GIVEN TEXT -
The chief viewpoint characters are, unusually, an elderly married Briton couple called Axl and Beatrice, who live in a cave-village. Like everyone else, they are aware that the mist has robbed them of their memories, but they do not care particularly. Then one day, Beatrice recalls that they have a son who lives in a distant village and demands that they travel there. En route they meet the Saxon warrior hero Wistan, rescue a boy called Edwin whom villagers believe is cursed, encounter an old knight called Sir Gawain, and face various perils including vicious pixies and sinister monks. But what fate awaits them at the end of their journey?

WHAT THIS EXERCISE ASKS -
a. From the plot summary, write out the passage between "The chief viewpoint" and "of their journey?", inclusive.
b. According to the plot summary, what kind of place do Axl and Beatrice live in?

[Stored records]

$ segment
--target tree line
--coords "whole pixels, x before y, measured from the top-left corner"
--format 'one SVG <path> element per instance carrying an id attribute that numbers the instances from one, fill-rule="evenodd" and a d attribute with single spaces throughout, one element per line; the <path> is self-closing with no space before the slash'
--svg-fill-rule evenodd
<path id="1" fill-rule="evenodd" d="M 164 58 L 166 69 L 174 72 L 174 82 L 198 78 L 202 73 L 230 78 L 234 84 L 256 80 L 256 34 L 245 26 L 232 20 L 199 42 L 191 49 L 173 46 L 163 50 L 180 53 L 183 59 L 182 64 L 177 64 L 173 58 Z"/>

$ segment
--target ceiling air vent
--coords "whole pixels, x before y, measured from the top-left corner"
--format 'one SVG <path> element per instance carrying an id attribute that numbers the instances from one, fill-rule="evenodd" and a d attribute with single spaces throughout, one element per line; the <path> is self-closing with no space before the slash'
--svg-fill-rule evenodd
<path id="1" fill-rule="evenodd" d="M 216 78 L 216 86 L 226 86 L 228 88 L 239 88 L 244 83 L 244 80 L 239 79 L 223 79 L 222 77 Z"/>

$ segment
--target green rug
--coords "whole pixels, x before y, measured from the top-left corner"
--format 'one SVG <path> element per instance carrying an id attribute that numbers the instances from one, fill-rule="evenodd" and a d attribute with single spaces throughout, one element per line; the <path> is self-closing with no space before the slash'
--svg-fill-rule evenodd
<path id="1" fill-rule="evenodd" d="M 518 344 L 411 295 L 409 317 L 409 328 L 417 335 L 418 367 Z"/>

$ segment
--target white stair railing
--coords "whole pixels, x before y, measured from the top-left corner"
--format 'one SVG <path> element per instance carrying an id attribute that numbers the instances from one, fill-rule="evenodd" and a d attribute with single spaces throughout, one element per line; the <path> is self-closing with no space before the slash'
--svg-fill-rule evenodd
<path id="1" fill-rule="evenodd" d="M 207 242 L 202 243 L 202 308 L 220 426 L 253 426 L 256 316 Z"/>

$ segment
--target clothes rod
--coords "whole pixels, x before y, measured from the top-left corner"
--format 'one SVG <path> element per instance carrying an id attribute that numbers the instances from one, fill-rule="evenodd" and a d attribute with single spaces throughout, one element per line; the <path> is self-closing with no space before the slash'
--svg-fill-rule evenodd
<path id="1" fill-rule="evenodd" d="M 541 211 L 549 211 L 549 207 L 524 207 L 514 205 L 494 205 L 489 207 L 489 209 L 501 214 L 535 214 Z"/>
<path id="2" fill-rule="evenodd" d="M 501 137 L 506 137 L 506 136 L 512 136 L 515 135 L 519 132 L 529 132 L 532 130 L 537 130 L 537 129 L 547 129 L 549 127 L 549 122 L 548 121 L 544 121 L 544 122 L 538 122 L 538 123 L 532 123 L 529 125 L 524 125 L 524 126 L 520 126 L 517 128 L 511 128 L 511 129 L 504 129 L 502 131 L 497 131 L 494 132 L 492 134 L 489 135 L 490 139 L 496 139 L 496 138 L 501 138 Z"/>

ANSWERS BY ITEM NUMBER -
a.
The chief viewpoint characters are, unusually, an elderly married Briton couple called Axl and Beatrice, who live in a cave-village. Like everyone else, they are aware that the mist has robbed them of their memories, but they do not care particularly. Then one day, Beatrice recalls that they have a son who lives in a distant village and demands that they travel there. En route they meet the Saxon warrior hero Wistan, rescue a boy called Edwin whom villagers believe is cursed, encounter an old knight called Sir Gawain, and face various perils including vicious pixies and sinister monks. But what fate awaits them at the end of their journey?

b. A cave-village.